:: Sección de texto

Al fin, y como suele suceder en estos casos, la Revolución francesa acabó devorando a sus propios inspiradores y el ideal de fraternidad estalló definitivamente en mil pedazos cuando empezaron a sucederse las traiciones entre sus dirigentes y cabecillas. Herbert, por ejemplo, fue guillotinado con el visto bueno de Danton, y éste subió al patíbulo poco más tarde empujado por Saint-Just y Robespierre, quien, según algunas investigaciones posteriores, había sido designado en persona por el banquero Rothschild para acaudillar el movimiento revolucionario, al menos durante un tiempo. Las cabezas de Saint-Just y Robespierre también rodarían en la denominada Reacción de Termidor, que a su vez desembocó en el Directorio, constituido por masones como Joseph Fouché o el vizconde de Barrás. Este último, según varias fuentes, fue el encargado de designar a Napoleón para dirigir al Ejército francés, pese a su juventud e inexperiencia militar.

::::
:: Datos del conjunto

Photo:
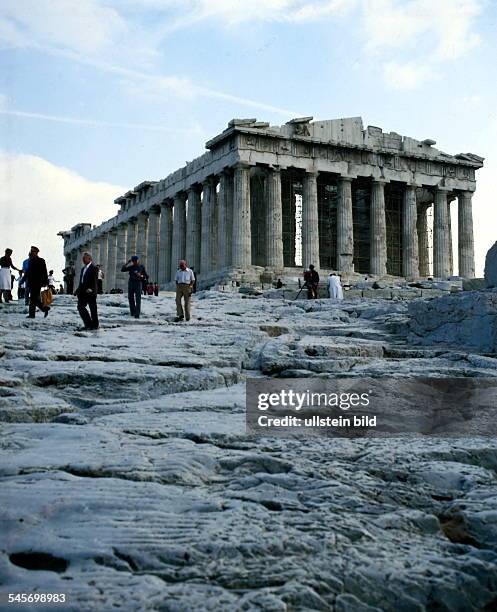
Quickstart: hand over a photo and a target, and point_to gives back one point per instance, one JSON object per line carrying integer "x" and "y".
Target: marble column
{"x": 142, "y": 237}
{"x": 179, "y": 232}
{"x": 466, "y": 246}
{"x": 441, "y": 257}
{"x": 242, "y": 236}
{"x": 153, "y": 244}
{"x": 423, "y": 242}
{"x": 345, "y": 227}
{"x": 131, "y": 241}
{"x": 206, "y": 229}
{"x": 121, "y": 259}
{"x": 378, "y": 230}
{"x": 165, "y": 242}
{"x": 310, "y": 221}
{"x": 410, "y": 254}
{"x": 193, "y": 228}
{"x": 104, "y": 259}
{"x": 274, "y": 221}
{"x": 111, "y": 259}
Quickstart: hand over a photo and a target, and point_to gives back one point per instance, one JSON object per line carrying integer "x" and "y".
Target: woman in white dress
{"x": 5, "y": 279}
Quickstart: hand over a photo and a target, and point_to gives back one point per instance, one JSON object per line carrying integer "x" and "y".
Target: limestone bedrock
{"x": 127, "y": 480}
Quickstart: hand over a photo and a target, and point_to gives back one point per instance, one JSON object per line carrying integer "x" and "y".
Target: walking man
{"x": 184, "y": 288}
{"x": 137, "y": 274}
{"x": 37, "y": 277}
{"x": 87, "y": 293}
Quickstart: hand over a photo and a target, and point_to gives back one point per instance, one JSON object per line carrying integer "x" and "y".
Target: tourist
{"x": 184, "y": 288}
{"x": 5, "y": 280}
{"x": 335, "y": 291}
{"x": 51, "y": 282}
{"x": 87, "y": 292}
{"x": 100, "y": 279}
{"x": 37, "y": 277}
{"x": 137, "y": 275}
{"x": 314, "y": 282}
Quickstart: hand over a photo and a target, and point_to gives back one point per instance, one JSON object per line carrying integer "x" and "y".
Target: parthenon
{"x": 265, "y": 201}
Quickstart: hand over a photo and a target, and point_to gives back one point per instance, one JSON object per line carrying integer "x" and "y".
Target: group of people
{"x": 311, "y": 283}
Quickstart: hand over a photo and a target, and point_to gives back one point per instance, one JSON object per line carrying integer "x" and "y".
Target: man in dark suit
{"x": 36, "y": 277}
{"x": 87, "y": 293}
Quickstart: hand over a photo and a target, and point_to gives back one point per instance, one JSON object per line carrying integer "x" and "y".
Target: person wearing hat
{"x": 184, "y": 287}
{"x": 37, "y": 277}
{"x": 137, "y": 274}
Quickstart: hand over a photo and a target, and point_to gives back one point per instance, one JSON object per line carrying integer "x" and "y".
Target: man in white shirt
{"x": 184, "y": 287}
{"x": 335, "y": 291}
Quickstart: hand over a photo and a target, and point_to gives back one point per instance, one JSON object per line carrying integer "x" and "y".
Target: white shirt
{"x": 185, "y": 276}
{"x": 334, "y": 287}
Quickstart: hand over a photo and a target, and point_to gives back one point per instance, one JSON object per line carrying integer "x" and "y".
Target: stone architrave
{"x": 441, "y": 257}
{"x": 466, "y": 246}
{"x": 178, "y": 250}
{"x": 153, "y": 244}
{"x": 274, "y": 221}
{"x": 378, "y": 230}
{"x": 165, "y": 242}
{"x": 410, "y": 254}
{"x": 193, "y": 225}
{"x": 242, "y": 235}
{"x": 310, "y": 221}
{"x": 345, "y": 227}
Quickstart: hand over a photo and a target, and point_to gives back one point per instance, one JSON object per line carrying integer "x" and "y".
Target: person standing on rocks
{"x": 5, "y": 280}
{"x": 137, "y": 274}
{"x": 87, "y": 293}
{"x": 335, "y": 291}
{"x": 37, "y": 277}
{"x": 184, "y": 288}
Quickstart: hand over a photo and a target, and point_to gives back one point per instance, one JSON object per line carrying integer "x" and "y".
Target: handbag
{"x": 46, "y": 297}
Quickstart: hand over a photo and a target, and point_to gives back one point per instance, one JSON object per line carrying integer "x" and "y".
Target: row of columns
{"x": 212, "y": 230}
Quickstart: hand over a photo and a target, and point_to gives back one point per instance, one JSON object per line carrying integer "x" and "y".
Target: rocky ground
{"x": 127, "y": 480}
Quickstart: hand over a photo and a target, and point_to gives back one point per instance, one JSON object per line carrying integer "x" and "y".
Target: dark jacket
{"x": 37, "y": 275}
{"x": 137, "y": 274}
{"x": 88, "y": 283}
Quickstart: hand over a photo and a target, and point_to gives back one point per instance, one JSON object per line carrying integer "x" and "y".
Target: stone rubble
{"x": 128, "y": 482}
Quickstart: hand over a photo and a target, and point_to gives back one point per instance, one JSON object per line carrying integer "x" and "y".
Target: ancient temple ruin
{"x": 265, "y": 201}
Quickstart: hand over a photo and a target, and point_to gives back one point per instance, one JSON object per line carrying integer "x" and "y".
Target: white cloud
{"x": 408, "y": 75}
{"x": 38, "y": 199}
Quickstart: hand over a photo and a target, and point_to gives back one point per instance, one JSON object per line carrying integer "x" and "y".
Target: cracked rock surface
{"x": 127, "y": 480}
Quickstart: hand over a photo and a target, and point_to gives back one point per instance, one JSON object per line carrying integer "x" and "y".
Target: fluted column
{"x": 378, "y": 230}
{"x": 122, "y": 234}
{"x": 242, "y": 235}
{"x": 206, "y": 229}
{"x": 179, "y": 231}
{"x": 274, "y": 221}
{"x": 423, "y": 242}
{"x": 153, "y": 244}
{"x": 441, "y": 258}
{"x": 345, "y": 227}
{"x": 466, "y": 246}
{"x": 111, "y": 259}
{"x": 193, "y": 229}
{"x": 310, "y": 222}
{"x": 131, "y": 241}
{"x": 165, "y": 242}
{"x": 410, "y": 254}
{"x": 142, "y": 238}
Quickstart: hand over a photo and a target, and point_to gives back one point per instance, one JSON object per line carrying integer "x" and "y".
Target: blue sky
{"x": 98, "y": 95}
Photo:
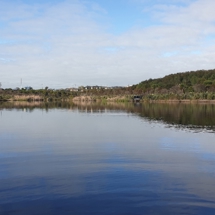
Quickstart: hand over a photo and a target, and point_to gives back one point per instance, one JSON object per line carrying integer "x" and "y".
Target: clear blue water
{"x": 107, "y": 160}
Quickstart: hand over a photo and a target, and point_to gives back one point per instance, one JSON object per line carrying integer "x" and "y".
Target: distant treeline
{"x": 188, "y": 85}
{"x": 198, "y": 85}
{"x": 35, "y": 95}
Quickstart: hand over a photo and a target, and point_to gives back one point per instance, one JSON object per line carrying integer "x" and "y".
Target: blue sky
{"x": 69, "y": 43}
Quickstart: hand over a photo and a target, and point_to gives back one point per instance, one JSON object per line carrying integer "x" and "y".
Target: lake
{"x": 111, "y": 159}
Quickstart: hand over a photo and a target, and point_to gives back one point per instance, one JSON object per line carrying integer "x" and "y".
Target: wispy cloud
{"x": 70, "y": 42}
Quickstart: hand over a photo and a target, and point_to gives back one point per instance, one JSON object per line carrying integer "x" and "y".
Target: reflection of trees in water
{"x": 180, "y": 115}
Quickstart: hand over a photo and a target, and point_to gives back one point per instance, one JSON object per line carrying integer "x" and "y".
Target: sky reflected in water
{"x": 106, "y": 159}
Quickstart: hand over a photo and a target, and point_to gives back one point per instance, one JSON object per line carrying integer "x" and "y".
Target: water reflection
{"x": 66, "y": 158}
{"x": 195, "y": 117}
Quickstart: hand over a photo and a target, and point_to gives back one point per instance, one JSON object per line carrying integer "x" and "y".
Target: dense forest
{"x": 194, "y": 85}
{"x": 188, "y": 85}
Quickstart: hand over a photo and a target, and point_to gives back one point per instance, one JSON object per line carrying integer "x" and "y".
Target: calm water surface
{"x": 107, "y": 159}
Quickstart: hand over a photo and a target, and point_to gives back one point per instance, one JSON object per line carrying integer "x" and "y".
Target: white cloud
{"x": 63, "y": 44}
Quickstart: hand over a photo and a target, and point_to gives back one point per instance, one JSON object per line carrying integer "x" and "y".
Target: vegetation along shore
{"x": 194, "y": 86}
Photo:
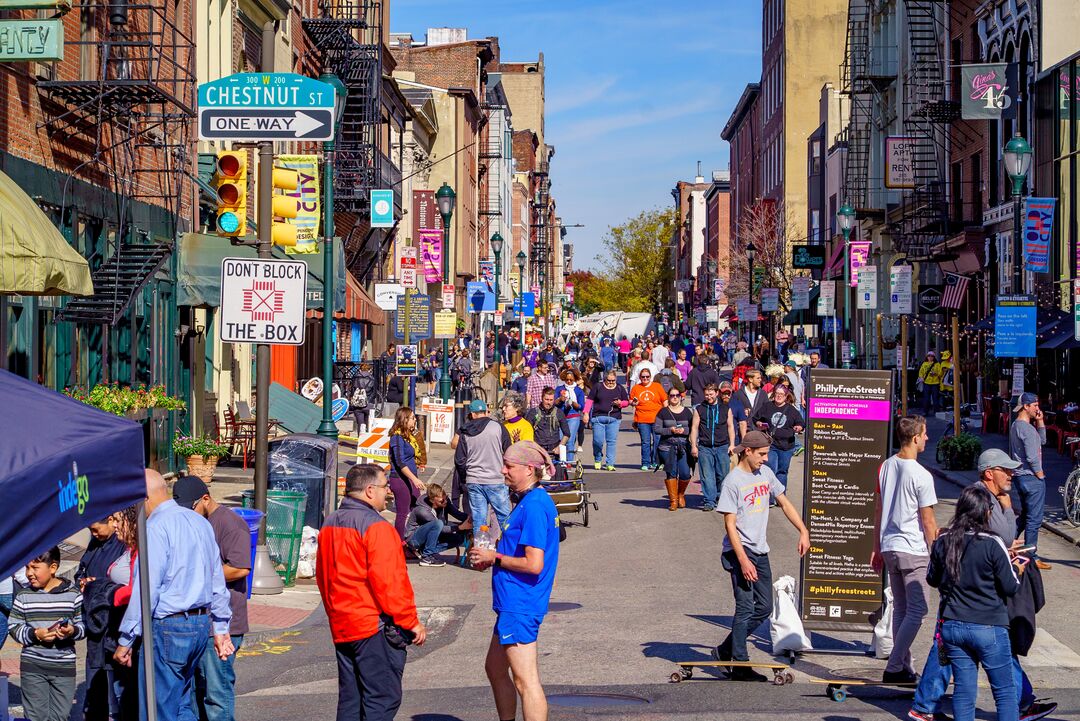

::::

Prosigue el texto sobre la Revolución francesa a partir de su última oración.

Después vendría el golpe de Estado del 18 y 19 de Brumario, 9 y 10 de noviembre de 1799, en el que el protagonista absoluto fue el propio Napoleón, cuya popularidad estaba en todo su apogeo tras sus victorias en las campañas militares en Italia contra los enemigos de la Revolución, es decir, los patriotas italianos que luchaban por su propia independencia.

Esas mismas fechas de noviembre fueron elegidas en 1918 para derrocar al káiser en Alemania, en las postrimerías de la Primera Guerra Mundial. Por esas mismas fechas cayó el Muro de Berlín en 1989. Parece mucha casualidad. Más aún si tenemos en cuenta que el famoso Putsch de Múnich de 1923, el golpe de Estado fallido que prepararon Adolf Hitler, Ernst Hanfstaengl y Erich Ludendorff, también tuvo lugar en esas mismas fechas de noviembre. ¿Casualidad?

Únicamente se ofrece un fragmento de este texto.